**GOAL**
List each line in the listing below that contains the string "beam", matching case exactly.

**ROWS**
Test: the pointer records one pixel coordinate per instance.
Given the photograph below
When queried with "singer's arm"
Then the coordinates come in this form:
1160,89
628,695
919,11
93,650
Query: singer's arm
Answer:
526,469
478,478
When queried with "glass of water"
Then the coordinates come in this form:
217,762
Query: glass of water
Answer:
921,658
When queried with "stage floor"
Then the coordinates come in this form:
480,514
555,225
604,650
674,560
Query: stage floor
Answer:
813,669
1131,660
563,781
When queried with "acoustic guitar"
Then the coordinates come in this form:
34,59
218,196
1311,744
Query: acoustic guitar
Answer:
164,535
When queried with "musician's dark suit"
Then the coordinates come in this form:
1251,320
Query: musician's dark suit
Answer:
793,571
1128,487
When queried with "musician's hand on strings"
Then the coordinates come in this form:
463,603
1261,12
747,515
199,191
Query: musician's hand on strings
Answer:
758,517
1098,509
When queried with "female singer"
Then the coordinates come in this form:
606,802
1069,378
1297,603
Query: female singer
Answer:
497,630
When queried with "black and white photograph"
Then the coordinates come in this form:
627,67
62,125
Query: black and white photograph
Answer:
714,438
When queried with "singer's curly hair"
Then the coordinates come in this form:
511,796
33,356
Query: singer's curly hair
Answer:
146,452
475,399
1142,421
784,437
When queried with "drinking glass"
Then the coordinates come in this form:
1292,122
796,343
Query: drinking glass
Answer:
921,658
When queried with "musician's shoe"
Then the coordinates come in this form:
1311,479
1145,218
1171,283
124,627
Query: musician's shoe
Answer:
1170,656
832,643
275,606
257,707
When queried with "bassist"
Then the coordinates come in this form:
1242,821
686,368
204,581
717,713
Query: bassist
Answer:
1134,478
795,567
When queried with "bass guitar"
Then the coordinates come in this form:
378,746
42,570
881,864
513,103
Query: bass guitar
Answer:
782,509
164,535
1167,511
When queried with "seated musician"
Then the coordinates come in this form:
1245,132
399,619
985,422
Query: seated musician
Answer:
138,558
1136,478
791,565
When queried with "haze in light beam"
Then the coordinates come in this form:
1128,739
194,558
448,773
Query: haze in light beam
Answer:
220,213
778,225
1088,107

**SOLUTION**
When queried with "haze in light beam"
Query: haze in light beam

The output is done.